— Short problem —
Copy every record below exactly.

— Dataset extract —
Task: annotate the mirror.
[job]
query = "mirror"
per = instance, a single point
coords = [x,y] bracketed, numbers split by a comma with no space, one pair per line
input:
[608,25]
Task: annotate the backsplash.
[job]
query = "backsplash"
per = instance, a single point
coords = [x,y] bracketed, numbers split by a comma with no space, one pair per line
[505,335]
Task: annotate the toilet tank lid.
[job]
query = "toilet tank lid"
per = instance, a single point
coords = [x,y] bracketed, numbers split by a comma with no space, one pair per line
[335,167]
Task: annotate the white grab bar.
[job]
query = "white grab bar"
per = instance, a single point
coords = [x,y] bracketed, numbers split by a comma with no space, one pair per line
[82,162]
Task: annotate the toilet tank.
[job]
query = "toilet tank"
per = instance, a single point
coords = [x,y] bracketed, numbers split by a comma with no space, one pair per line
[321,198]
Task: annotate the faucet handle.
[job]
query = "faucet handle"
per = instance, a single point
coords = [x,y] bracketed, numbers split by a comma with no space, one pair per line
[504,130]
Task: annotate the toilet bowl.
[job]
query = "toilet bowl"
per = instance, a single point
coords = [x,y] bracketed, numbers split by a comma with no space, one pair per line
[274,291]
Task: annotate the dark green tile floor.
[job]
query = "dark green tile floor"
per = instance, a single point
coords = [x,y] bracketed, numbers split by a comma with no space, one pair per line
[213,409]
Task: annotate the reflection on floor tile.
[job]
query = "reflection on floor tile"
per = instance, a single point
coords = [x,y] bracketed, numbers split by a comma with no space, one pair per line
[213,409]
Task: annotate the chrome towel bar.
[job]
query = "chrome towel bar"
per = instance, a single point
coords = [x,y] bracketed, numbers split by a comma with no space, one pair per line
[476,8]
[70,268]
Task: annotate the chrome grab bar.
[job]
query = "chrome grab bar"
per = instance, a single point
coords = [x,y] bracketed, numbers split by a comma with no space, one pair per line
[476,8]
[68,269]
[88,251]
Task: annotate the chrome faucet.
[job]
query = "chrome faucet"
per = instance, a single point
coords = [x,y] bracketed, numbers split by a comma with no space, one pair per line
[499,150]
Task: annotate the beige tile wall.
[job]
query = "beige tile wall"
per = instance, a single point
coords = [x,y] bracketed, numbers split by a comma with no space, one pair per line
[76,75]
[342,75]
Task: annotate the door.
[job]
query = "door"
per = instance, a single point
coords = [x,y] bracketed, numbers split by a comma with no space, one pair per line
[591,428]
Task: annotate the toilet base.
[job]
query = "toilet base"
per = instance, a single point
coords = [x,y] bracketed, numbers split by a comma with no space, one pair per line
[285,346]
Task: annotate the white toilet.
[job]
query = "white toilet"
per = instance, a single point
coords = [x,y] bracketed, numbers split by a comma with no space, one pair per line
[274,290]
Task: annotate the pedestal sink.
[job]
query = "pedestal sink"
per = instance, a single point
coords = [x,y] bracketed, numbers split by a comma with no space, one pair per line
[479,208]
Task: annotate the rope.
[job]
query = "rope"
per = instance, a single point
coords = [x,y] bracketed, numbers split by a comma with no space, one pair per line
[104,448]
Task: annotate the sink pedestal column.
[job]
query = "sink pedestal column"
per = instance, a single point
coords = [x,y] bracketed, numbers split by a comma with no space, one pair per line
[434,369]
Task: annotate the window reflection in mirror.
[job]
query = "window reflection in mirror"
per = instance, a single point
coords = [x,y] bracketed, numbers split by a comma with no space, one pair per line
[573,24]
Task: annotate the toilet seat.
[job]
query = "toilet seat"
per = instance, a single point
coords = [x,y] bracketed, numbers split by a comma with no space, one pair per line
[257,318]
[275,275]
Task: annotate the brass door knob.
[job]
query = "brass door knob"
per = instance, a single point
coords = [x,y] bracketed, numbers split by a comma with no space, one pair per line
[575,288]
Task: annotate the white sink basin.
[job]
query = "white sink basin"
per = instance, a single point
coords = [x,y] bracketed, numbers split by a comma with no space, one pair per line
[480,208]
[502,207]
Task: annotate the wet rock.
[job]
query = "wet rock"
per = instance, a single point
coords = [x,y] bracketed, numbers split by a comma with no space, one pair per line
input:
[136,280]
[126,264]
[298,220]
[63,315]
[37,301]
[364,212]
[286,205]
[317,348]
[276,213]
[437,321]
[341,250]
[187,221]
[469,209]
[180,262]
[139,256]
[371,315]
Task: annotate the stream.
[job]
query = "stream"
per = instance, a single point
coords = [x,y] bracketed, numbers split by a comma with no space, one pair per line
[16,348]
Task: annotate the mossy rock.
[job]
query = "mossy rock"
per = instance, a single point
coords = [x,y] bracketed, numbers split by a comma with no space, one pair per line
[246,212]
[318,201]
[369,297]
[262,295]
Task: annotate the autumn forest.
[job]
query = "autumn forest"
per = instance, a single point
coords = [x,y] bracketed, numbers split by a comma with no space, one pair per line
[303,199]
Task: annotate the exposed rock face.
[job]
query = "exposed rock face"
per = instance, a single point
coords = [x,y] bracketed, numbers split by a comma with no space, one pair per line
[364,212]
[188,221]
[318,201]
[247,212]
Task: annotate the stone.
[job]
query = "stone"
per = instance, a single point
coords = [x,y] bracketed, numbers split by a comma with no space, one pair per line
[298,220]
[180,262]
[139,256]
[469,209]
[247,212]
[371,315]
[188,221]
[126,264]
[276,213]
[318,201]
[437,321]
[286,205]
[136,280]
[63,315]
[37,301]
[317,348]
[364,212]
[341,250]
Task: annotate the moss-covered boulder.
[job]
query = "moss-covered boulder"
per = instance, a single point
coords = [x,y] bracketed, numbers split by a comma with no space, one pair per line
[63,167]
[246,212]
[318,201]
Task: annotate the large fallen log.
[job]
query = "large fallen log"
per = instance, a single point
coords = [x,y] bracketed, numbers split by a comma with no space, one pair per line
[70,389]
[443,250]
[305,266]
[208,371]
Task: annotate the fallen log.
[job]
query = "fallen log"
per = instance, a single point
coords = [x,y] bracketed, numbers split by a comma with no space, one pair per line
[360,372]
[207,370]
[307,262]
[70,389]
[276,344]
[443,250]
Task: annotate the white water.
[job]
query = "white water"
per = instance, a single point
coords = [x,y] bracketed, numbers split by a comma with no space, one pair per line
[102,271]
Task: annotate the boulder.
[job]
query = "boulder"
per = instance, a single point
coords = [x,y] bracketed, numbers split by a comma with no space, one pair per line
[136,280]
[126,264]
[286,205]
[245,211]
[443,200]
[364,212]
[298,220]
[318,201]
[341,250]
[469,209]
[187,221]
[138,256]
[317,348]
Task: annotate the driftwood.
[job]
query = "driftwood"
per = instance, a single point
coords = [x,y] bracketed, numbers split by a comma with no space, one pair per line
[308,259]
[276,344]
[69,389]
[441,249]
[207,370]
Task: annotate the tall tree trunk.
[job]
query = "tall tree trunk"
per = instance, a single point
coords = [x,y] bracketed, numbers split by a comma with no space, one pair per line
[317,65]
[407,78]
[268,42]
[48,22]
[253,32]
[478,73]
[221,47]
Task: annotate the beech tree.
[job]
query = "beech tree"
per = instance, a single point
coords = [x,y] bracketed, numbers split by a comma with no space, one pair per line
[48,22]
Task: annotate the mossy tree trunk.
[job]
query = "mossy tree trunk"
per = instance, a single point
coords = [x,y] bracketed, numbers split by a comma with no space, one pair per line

— Task answer —
Task: annotate the mirror.
[job]
query = "mirror"
per = instance, a single point
coords = [x,y] bracketed, numbers split by a comma with no space, one pair per line
input:
[608,25]
Task: annotate the backsplash.
[job]
query = "backsplash"
per = instance, a single point
coords = [x,y] bracketed, numbers split by a comma with no space, one pair per line
[505,335]
Task: annotate the toilet tank lid.
[job]
query = "toilet tank lid"
per = instance, a single point
coords = [x,y] bracketed, numbers split by a comma with no space, one pair per line
[335,167]
Task: annotate the white grab bar.
[job]
query = "white grab bar"
per = instance, a single point
coords = [x,y] bracketed, numbers split by a comma with no space, one pair per line
[82,162]
Task: annotate the toilet tank.
[job]
query = "toilet tank"
per = instance, a single point
coords = [x,y] bracketed, numbers split by a comma with no space, one pair per line
[321,198]
Task: annotate the faucet handle.
[job]
query = "faucet handle"
per = instance, a single point
coords = [x,y] bracketed, numbers split by a comma with no space, one pair per line
[504,130]
Task: annotate the toilet bowl.
[job]
query = "toilet bowl"
per = instance, a single point
coords = [x,y] bracketed, numbers split by a comma with no space, one pair per line
[274,291]
Task: annotate the dark green tile floor.
[job]
query = "dark green tile floor"
per = instance, a single point
coords = [x,y] bracketed, numbers split by a comma with no space, one pair per line
[213,409]
Task: annotate the reflection on floor tile.
[job]
query = "reflection on floor tile"
per = instance, a single point
coords = [x,y] bracketed, numbers split by a comma with no space, one pair per line
[213,409]
Task: annotate the chrome towel bar.
[job]
query = "chrome towel bar"
per = instance, a single point
coords = [x,y] bracketed, numbers split by a comma with no space, one pair per line
[476,8]
[70,268]
Task: annotate the chrome grab bar.
[job]
query = "chrome grab bar"
per = instance, a single point
coords = [x,y] bracketed, numbers split by a comma with no space, one pair per line
[476,8]
[68,269]
[88,251]
Task: annotate the chrome faucet.
[job]
query = "chrome faucet"
per = instance, a single point
coords = [x,y] bracketed, numbers split by a comma with no space, one pair per line
[499,150]
Task: annotate the beige tile wall.
[job]
query = "beige tile wall"
per = instance, a single point
coords = [x,y] bracketed, numbers split by a comma with no space, one pair per line
[76,75]
[342,75]
Task: annotate the door.
[job]
query = "door"
per = instance, a single point
coords = [x,y] bracketed, numbers split by a comma with no space, one pair per line
[591,428]
Task: annotate the toilet base.
[job]
query = "toilet base"
per = instance, a single point
coords = [x,y] bracketed, numbers split by a comma with no space, one pair per line
[285,346]
Task: annotate the white toilet.
[job]
query = "white toilet"
per = instance, a single point
coords = [x,y] bracketed, numbers split by a comma with no space, one pair per line
[274,290]
Task: annotate the pedestal sink.
[job]
query = "pedestal sink"
per = instance, a single point
coords = [x,y] bracketed, numbers split by a comma with no space, one pair per line
[479,208]
Task: annotate the rope.
[job]
query = "rope"
per = instance, a single point
coords = [x,y] bracketed, numbers split by a comma with no space, one pair per line
[104,448]
Task: annotate the sink pedestal column.
[job]
query = "sink pedestal column"
per = instance, a single point
coords = [x,y] bracketed, numbers split by a comma with no space, one pair per line
[434,369]
Task: annotate the window reflection in mirror.
[job]
query = "window reflection in mirror"
per = instance, a single point
coords = [x,y] bracketed, numbers split by a comma with no space, one pair per line
[573,24]
Task: annotate the toilet seat.
[job]
query = "toilet seat"
per = instance, a single point
coords = [x,y] bracketed, numbers split by a comma with no space, one pair per line
[257,318]
[275,275]
Task: annotate the brass door knob.
[job]
query = "brass door knob"
per = instance, a single point
coords = [x,y] bracketed, numbers split by a comma with no space, one pair per line
[575,288]
Task: annotate the white sink basin.
[job]
query = "white sink basin"
per = instance, a single point
coords = [x,y] bracketed, numbers split by a comma with no space, one pair per line
[480,208]
[502,207]
Task: annotate the wet rock.
[job]
query = "wet rock"
per = instance, a single point
coords = [x,y] bracketed, numbers split by a comma with no space, one pair per line
input:
[136,280]
[126,264]
[298,220]
[63,315]
[37,301]
[364,212]
[286,205]
[317,348]
[276,213]
[437,321]
[341,250]
[187,221]
[469,209]
[180,262]
[139,256]
[371,315]
Task: annotate the stream.
[job]
query = "stream"
per = instance, a single point
coords = [x,y] bracketed, numbers split by a comma with no space, one pair per line
[16,348]
Task: annotate the mossy rock.
[job]
query = "mossy rock"
per = instance, a single point
coords = [x,y] bracketed, numbers split by a comma with no space, one pair per line
[246,212]
[318,201]
[369,297]
[262,295]
Task: annotate the autumn forest.
[job]
query = "autumn forest"
per = instance, a single point
coords = [x,y] bracketed, numbers split by a comma with no space, one pair per line
[303,199]
Task: annotate the exposed rock face.
[job]
query = "exposed rock face"
per = instance, a single point
coords = [x,y] bracketed, numbers split by a comma with no space, one pair per line
[364,212]
[188,221]
[318,201]
[247,212]
Task: annotate the stone.
[job]
query = "stone"
per = instance, a single point
coords = [x,y] bracketed, numbers split by a comma with no space, one pair per line
[298,220]
[180,262]
[139,256]
[469,209]
[247,212]
[371,315]
[188,221]
[126,264]
[276,213]
[318,201]
[437,321]
[286,205]
[136,280]
[63,315]
[37,301]
[317,348]
[364,212]
[341,250]
Task: annotate the moss-covered boulder.
[job]
query = "moss-covered boulder"
per = instance, a single point
coords = [x,y] bracketed, numbers split by a comma with no space, one pair per line
[63,167]
[246,212]
[318,201]
Task: annotate the large fallen log.
[job]
query = "large fallen log"
per = instance, a single point
coords = [x,y] bracketed, numbers split by a comma with no space, one pair per line
[70,389]
[443,250]
[305,266]
[208,371]
Task: annotate the fallen log.
[job]
query = "fallen log"
per = instance, a single point
coords = [x,y] bracketed, numbers split by a comma with no space, one pair per line
[360,372]
[207,370]
[307,262]
[70,389]
[276,344]
[443,250]
Task: annotate the white water.
[job]
query = "white water"
per = instance, a single point
coords = [x,y] bracketed, numbers split by a comma with no space, one pair per line
[102,271]
Task: annotate the boulder.
[job]
query = "boulder"
per = instance, a single point
coords = [x,y] bracketed, numbers split by a comma with no space, one pair per line
[136,280]
[126,264]
[286,205]
[245,211]
[443,200]
[364,212]
[298,220]
[318,201]
[341,250]
[469,209]
[187,221]
[138,256]
[317,348]
Task: annotate the driftwood.
[job]
query = "driftwood"
per = instance, a single point
coords = [x,y] bracketed, numbers split by a comma with no space, one pair per line
[308,259]
[276,344]
[69,389]
[441,249]
[207,370]
Task: annotate the tall tree trunk.
[job]
query = "tall tree trunk"
per = instance, a single point
coords = [x,y] bracketed, numbers split by a comma with no space, one pair per line
[317,65]
[407,78]
[268,42]
[48,22]
[253,32]
[478,73]
[221,47]
Task: annotate the beech tree.
[job]
query = "beech tree"
per = instance, a single point
coords = [x,y] bracketed, numbers split by a comma with no space, one pair per line
[48,22]
Task: annotate the mossy tree trunk.
[job]
query = "mossy tree trunk"
per = instance, a single point
coords = [x,y] bracketed, numbers split by a comma with no space, one pair per line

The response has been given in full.